• [Records]:
_____

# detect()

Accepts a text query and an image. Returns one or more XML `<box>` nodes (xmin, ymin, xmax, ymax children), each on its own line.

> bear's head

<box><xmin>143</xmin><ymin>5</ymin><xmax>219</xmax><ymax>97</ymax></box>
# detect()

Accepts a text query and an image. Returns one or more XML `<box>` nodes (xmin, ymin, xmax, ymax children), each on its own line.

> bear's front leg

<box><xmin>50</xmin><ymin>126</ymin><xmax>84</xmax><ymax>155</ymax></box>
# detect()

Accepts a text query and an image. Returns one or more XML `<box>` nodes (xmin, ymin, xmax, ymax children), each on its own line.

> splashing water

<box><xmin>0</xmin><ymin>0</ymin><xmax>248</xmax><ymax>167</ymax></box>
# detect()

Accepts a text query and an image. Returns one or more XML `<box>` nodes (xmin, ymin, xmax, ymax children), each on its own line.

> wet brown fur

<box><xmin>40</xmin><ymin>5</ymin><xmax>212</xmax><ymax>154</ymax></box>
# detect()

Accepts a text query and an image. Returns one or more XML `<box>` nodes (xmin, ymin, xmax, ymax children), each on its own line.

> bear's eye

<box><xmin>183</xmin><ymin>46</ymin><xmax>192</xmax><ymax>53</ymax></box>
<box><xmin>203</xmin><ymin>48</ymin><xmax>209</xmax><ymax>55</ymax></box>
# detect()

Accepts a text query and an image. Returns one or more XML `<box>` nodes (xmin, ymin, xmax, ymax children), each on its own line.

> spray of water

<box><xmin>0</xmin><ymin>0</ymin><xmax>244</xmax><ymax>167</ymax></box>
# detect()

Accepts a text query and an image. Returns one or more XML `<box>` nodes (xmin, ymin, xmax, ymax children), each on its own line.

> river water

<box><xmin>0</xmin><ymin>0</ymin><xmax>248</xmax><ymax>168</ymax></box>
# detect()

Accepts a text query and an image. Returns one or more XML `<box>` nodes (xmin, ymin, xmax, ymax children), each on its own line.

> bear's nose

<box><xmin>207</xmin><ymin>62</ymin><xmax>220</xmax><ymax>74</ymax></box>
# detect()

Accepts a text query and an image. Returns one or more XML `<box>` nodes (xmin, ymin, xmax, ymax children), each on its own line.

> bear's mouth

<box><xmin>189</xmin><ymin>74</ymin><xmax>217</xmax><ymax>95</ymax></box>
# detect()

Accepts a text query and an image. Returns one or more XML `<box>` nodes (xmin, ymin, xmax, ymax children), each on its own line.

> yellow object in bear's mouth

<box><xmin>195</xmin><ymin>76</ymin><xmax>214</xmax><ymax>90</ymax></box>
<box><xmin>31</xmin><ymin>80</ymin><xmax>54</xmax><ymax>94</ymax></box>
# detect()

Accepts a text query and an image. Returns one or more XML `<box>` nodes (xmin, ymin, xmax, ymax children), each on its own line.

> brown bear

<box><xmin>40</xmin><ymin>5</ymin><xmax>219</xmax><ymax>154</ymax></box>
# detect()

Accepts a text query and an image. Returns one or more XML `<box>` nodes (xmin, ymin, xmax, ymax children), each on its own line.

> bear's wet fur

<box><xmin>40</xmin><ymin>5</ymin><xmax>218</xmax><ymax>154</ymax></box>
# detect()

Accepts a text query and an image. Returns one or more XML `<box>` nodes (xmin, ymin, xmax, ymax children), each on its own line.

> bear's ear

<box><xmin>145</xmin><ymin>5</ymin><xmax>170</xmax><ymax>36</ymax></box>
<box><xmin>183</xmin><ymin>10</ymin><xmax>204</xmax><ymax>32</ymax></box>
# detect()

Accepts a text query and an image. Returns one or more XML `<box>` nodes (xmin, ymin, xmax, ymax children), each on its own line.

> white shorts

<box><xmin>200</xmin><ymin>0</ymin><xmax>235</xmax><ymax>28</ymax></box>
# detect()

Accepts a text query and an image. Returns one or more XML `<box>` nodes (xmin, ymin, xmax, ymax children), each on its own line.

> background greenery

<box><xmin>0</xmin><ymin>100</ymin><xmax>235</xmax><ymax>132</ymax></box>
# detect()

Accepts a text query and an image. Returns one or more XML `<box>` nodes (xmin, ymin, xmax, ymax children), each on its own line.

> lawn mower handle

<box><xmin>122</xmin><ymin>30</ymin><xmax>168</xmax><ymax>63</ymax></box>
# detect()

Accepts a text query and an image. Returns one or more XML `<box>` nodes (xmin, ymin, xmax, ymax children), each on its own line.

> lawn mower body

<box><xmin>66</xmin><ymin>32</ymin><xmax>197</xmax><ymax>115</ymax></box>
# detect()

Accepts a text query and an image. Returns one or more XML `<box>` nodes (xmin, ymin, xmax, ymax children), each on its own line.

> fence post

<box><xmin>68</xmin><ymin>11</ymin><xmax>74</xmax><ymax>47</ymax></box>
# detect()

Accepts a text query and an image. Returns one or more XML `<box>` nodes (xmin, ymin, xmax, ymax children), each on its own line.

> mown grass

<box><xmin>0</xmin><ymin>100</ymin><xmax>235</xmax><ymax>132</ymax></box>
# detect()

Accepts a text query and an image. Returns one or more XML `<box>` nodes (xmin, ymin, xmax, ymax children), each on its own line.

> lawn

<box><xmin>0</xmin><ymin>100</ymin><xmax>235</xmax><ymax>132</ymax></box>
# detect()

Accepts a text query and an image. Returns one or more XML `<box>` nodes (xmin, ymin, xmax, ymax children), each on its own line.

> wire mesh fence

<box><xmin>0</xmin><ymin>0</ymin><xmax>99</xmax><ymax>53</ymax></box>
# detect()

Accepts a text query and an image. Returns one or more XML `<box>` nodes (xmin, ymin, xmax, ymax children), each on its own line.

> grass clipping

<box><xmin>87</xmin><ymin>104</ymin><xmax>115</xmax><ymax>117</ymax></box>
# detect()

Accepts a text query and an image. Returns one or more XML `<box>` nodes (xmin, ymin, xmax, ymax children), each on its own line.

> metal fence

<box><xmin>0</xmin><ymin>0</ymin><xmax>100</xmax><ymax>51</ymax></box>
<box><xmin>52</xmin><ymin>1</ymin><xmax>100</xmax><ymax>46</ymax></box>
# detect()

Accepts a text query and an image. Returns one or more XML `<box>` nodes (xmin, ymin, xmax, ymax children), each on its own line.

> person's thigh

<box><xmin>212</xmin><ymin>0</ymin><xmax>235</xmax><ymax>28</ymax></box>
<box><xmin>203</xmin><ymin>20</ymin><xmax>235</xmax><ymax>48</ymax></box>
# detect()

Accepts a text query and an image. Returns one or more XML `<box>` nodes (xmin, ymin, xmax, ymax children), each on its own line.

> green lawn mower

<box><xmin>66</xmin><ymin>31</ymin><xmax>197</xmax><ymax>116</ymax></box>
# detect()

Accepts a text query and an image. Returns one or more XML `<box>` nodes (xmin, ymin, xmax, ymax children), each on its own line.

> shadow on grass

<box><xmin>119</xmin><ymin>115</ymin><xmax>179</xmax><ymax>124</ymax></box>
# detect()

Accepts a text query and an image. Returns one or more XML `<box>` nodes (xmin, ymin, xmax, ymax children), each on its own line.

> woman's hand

_____

• [The problem]:
Count the lines above that contain the word "fence", and reply with the number alone.

• [Correct answer]:
3